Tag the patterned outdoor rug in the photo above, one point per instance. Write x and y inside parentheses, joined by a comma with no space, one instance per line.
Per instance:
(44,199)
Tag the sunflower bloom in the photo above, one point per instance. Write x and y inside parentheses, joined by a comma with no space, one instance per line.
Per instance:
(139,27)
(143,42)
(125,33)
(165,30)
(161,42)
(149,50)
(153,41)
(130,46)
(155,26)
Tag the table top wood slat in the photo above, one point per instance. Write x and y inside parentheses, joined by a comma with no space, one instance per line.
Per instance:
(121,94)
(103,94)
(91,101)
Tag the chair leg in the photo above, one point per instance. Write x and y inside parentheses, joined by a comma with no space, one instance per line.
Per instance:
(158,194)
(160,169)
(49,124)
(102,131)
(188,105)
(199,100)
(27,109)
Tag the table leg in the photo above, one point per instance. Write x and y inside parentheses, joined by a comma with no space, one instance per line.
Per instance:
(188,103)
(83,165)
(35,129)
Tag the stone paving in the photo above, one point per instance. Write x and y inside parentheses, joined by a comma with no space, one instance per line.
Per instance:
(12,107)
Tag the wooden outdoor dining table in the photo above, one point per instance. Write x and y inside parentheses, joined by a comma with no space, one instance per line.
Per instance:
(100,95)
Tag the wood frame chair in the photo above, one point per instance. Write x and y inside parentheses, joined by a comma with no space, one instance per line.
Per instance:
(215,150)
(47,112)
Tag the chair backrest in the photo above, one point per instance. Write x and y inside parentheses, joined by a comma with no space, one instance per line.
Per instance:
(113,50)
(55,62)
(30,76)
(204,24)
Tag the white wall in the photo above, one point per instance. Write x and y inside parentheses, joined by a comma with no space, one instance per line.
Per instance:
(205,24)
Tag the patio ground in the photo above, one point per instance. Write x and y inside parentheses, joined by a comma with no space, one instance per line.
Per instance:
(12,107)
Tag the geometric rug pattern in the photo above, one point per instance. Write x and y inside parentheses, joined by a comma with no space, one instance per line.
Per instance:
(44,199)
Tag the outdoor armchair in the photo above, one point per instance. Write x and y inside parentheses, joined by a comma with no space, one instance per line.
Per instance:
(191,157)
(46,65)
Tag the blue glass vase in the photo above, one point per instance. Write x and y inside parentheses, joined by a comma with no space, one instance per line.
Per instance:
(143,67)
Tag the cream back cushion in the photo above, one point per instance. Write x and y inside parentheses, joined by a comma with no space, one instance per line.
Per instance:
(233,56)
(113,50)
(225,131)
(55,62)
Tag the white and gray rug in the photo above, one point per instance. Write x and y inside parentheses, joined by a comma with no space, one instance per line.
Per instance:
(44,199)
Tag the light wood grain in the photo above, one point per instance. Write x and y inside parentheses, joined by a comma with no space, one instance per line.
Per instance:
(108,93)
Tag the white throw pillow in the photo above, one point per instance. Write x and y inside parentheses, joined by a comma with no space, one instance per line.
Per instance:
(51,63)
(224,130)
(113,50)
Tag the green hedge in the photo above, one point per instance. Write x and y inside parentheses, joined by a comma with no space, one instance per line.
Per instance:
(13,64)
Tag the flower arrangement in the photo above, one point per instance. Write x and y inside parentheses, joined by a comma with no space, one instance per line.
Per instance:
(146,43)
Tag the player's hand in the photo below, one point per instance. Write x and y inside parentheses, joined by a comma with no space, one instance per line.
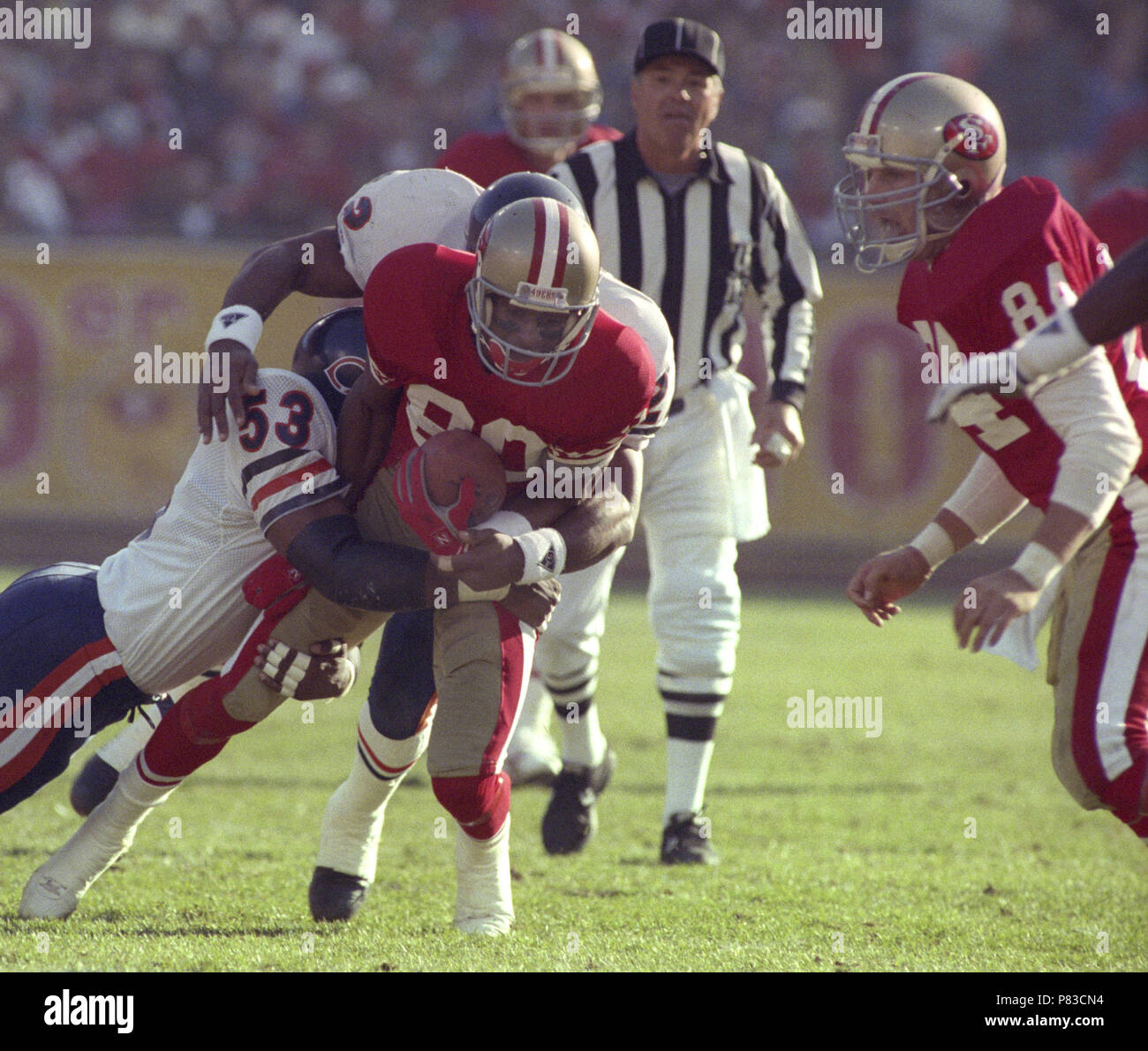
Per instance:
(880,581)
(490,561)
(777,435)
(988,604)
(532,603)
(241,369)
(329,671)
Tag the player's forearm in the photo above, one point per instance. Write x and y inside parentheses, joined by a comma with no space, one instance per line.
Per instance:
(366,423)
(598,526)
(1113,306)
(351,571)
(310,264)
(1063,531)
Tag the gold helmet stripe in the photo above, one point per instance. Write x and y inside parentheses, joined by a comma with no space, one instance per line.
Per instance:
(880,99)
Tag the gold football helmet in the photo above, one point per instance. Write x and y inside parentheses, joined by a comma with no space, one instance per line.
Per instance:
(929,148)
(534,294)
(555,64)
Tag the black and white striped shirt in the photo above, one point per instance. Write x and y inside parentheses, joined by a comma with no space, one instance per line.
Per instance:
(693,253)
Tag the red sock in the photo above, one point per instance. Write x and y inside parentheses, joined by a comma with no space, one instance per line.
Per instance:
(479,805)
(192,733)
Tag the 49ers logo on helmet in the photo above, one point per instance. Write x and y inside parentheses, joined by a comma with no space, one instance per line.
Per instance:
(978,140)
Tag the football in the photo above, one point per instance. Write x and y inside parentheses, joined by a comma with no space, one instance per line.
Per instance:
(454,455)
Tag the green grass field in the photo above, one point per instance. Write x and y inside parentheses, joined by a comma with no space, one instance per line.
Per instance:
(944,844)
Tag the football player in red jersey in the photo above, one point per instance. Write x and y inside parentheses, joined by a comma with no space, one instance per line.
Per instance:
(986,264)
(550,96)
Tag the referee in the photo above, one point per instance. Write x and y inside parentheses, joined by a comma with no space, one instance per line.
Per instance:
(695,223)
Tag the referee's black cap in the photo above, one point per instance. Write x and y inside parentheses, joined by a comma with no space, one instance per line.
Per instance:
(681,37)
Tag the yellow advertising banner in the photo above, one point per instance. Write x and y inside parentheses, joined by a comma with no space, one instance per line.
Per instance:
(87,435)
(88,428)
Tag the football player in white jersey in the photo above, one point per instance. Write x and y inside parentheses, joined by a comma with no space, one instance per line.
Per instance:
(389,213)
(213,547)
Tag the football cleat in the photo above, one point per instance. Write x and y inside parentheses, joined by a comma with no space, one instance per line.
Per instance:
(483,902)
(56,888)
(944,140)
(685,841)
(572,818)
(92,786)
(946,396)
(336,895)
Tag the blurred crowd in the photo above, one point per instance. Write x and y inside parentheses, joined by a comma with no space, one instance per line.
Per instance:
(251,119)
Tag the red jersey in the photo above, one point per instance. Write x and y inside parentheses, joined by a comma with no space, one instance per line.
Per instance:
(1011,264)
(486,156)
(419,336)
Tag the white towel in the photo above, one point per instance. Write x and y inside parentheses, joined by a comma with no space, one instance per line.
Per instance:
(750,517)
(1018,643)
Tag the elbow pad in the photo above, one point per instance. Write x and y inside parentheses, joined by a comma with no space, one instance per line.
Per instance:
(351,571)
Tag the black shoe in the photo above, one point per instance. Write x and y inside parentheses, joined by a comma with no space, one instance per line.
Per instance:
(336,895)
(570,819)
(92,786)
(685,841)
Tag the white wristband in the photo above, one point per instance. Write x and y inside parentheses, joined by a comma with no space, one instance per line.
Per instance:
(934,543)
(239,323)
(1037,565)
(466,594)
(544,555)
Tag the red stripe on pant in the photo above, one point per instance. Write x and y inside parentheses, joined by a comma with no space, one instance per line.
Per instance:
(513,677)
(1122,794)
(22,763)
(198,727)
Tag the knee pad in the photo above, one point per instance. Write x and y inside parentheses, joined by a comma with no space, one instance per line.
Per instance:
(202,717)
(403,681)
(479,805)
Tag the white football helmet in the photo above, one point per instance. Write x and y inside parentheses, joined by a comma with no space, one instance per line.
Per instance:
(929,148)
(535,283)
(549,62)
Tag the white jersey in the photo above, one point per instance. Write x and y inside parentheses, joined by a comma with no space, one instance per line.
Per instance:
(172,599)
(432,205)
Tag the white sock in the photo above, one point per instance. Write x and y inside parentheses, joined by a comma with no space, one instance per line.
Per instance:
(687,768)
(584,744)
(122,748)
(354,817)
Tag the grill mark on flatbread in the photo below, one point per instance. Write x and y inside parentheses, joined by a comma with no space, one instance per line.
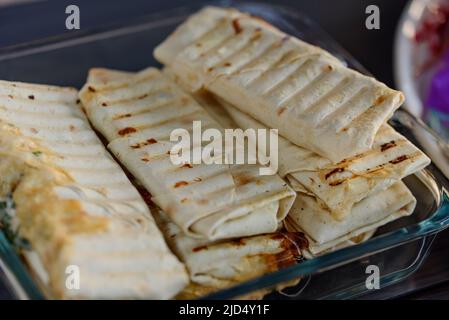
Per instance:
(259,61)
(280,84)
(130,130)
(387,145)
(302,93)
(346,107)
(217,57)
(334,171)
(250,42)
(399,159)
(245,62)
(198,42)
(317,110)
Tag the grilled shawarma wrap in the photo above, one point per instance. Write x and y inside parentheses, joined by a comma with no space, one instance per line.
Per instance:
(137,113)
(340,186)
(325,233)
(310,214)
(74,204)
(301,90)
(219,265)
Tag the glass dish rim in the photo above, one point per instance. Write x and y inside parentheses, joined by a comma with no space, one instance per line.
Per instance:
(438,221)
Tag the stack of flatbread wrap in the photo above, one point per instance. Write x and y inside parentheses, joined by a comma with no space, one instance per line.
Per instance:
(200,206)
(335,148)
(340,164)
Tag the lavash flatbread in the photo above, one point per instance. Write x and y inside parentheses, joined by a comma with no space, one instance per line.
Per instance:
(219,265)
(324,232)
(73,202)
(301,90)
(136,114)
(339,186)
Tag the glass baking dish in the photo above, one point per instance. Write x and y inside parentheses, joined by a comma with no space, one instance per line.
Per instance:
(65,60)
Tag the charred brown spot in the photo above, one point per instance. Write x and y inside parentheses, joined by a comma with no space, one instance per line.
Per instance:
(291,243)
(332,172)
(257,34)
(399,159)
(180,184)
(236,26)
(379,100)
(281,110)
(202,202)
(145,195)
(335,183)
(238,242)
(387,145)
(199,248)
(184,100)
(121,116)
(126,131)
(328,68)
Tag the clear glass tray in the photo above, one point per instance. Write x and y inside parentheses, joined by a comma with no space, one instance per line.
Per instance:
(65,60)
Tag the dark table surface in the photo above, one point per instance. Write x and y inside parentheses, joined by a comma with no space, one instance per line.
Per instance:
(344,20)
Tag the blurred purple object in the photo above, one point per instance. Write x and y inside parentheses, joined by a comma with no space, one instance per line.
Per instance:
(438,98)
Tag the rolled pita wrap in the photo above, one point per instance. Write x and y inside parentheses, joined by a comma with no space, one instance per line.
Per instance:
(136,114)
(286,84)
(219,265)
(73,203)
(339,186)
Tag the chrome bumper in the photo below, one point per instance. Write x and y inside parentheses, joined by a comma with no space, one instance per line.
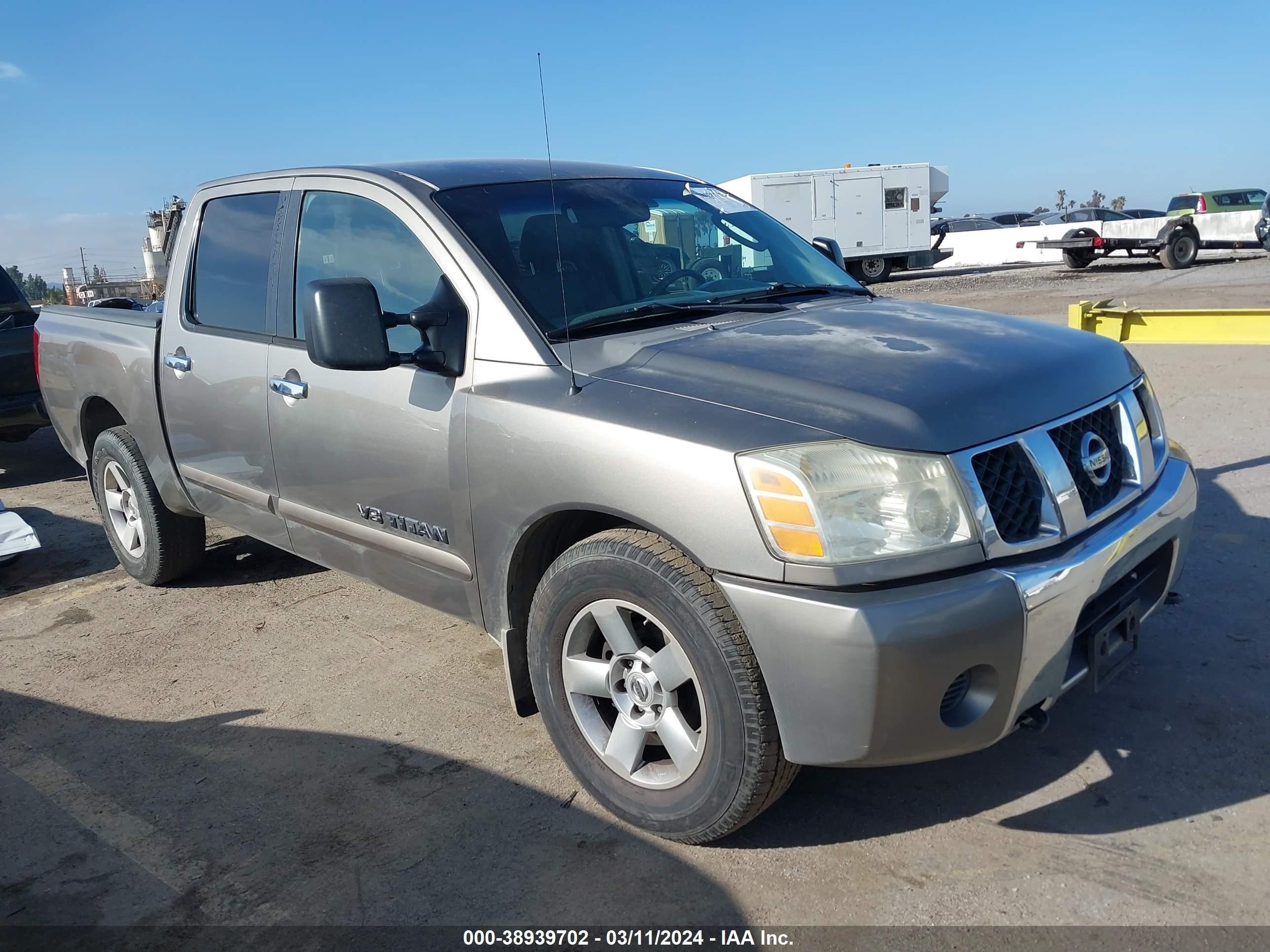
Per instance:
(858,677)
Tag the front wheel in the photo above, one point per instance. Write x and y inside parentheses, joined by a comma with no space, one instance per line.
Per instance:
(153,544)
(649,690)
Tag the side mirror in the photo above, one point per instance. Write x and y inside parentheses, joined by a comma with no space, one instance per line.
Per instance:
(347,331)
(345,327)
(831,250)
(444,325)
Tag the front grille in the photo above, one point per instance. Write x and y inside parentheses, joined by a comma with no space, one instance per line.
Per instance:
(1013,492)
(1068,437)
(1145,406)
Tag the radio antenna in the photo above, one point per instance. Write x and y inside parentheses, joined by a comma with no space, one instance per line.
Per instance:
(556,221)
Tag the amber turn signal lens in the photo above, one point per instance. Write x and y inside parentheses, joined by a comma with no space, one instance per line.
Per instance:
(798,541)
(773,481)
(789,510)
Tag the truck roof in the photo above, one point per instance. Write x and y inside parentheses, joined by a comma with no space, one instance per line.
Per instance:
(457,173)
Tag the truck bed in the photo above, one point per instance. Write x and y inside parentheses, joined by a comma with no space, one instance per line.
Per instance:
(96,362)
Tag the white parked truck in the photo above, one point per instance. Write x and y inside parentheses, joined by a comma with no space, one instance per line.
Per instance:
(879,215)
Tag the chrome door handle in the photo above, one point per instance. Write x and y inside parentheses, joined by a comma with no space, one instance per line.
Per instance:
(294,389)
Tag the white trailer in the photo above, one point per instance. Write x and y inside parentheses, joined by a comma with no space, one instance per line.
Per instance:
(879,215)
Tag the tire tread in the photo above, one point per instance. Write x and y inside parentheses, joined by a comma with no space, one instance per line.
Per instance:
(179,541)
(766,775)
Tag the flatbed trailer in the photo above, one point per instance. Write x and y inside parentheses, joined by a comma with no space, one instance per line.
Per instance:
(1176,244)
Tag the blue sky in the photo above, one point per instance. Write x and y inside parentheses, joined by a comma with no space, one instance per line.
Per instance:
(118,106)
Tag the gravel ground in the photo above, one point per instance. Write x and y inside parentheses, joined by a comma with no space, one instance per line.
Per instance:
(268,742)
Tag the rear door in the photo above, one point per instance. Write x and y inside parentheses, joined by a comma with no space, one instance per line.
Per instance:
(214,360)
(790,204)
(371,465)
(859,206)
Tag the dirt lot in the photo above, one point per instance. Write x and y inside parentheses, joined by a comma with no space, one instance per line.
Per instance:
(272,743)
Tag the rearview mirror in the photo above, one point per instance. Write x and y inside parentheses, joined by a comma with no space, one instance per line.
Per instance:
(831,250)
(345,327)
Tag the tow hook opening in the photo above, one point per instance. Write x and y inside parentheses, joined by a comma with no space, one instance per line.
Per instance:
(1034,720)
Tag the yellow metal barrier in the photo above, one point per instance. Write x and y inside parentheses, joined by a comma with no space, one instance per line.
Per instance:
(1235,325)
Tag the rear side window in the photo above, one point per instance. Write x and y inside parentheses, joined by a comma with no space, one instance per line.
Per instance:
(350,237)
(232,262)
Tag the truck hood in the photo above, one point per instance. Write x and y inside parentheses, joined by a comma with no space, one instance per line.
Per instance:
(887,373)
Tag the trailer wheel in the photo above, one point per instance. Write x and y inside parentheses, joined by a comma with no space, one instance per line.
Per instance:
(870,271)
(1181,249)
(1079,258)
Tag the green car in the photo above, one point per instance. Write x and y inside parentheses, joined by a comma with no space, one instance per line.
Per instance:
(1240,200)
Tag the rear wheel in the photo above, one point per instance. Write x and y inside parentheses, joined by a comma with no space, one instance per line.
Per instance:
(649,688)
(153,544)
(1077,259)
(1180,250)
(870,271)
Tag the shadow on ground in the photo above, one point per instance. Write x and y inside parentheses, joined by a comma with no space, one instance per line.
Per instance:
(243,560)
(214,820)
(1184,733)
(69,549)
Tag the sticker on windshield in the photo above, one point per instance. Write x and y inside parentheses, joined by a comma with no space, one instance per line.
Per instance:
(720,200)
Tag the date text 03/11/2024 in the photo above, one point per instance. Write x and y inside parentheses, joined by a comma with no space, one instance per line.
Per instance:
(577,938)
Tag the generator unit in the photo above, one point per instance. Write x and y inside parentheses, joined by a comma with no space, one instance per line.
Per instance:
(879,215)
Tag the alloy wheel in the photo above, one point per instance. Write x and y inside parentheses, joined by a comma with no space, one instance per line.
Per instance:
(121,506)
(634,693)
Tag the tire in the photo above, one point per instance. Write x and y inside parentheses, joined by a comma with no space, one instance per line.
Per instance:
(153,544)
(1181,249)
(662,598)
(711,271)
(1079,259)
(870,271)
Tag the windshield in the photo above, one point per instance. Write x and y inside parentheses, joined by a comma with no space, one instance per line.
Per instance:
(628,244)
(10,298)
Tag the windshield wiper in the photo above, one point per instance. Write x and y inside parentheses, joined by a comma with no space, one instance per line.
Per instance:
(654,311)
(786,289)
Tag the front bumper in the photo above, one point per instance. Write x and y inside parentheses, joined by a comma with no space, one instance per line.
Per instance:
(858,678)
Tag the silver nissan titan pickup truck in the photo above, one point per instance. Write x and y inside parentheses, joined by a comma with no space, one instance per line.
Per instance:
(724,510)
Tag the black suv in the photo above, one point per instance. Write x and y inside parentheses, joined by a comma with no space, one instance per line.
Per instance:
(22,411)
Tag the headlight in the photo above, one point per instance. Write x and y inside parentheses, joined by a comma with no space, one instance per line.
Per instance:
(839,502)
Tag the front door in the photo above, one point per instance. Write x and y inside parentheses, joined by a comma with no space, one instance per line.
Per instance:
(373,464)
(214,360)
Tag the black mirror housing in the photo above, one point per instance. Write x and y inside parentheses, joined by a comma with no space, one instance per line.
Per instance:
(444,325)
(347,331)
(345,327)
(830,249)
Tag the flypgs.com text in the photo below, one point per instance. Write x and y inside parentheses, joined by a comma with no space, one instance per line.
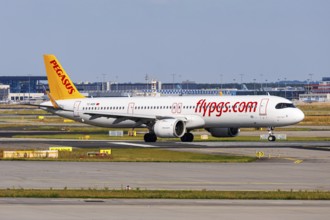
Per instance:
(218,108)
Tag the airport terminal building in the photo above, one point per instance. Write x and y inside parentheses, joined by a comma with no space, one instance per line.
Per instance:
(22,88)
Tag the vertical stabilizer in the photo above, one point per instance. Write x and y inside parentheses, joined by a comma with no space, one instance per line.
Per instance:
(60,85)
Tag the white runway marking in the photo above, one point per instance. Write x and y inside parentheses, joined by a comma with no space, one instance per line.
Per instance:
(132,144)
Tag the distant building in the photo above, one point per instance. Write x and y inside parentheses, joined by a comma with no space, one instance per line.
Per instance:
(4,92)
(317,92)
(24,84)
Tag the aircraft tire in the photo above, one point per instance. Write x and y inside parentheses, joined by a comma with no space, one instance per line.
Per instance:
(187,137)
(271,138)
(150,137)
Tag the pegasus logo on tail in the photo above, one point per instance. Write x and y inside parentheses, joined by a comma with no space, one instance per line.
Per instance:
(66,82)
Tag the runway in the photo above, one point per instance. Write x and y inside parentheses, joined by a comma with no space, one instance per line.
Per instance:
(260,175)
(78,209)
(286,166)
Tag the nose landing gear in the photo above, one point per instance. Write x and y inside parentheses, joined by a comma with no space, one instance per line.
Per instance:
(271,136)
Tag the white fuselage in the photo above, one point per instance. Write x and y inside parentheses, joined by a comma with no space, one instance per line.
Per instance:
(195,111)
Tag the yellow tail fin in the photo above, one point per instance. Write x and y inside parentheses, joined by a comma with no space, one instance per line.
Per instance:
(60,85)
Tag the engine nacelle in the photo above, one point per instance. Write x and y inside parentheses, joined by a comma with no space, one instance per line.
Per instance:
(169,128)
(223,132)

_GIVEN EXERCISE_
Only the lines from the one containing "Tag the aircraft" to the end of the listing belong in the output, each reproduced exactly.

_RESULT_
Tag the aircraft tire in the photo above, one point per instance. Write x and y inside parentheses, joined by a comma with no space, one instance per line.
Per instance:
(187,137)
(271,138)
(150,137)
Tag the pegasus logo on tail in the photo above, one point per instance. Write x and y inside parentheses, joined by a comma with no space, one instance per line.
Per instance:
(66,82)
Tag the runway in the photo above, one point per instance. Write x and y inside parentheses, joined by a comma with no space, one instance per line.
Per instance:
(260,175)
(78,209)
(286,166)
Tag the nose landing gear in the photo above, one point per instance. Write x and y inside parentheses, joined by a comma with no space, one instance per line.
Per instance:
(271,136)
Tag the white fuselage in the photo above, one point per instance. Write x and y inside parentheses, joined by a comma with no space, one instance per line.
Per instance:
(195,111)
Tag the yellow tail fin in the photo above, one point per instance. Write x and y inside parentheses, joined by a comma with no space, one instance per line.
Per instance:
(60,85)
Tag the engine nacelle in the photo above, one point per instance. Write x and y inside parentheses, joined by a comma with no space, one instance per line.
Per instance:
(169,128)
(223,132)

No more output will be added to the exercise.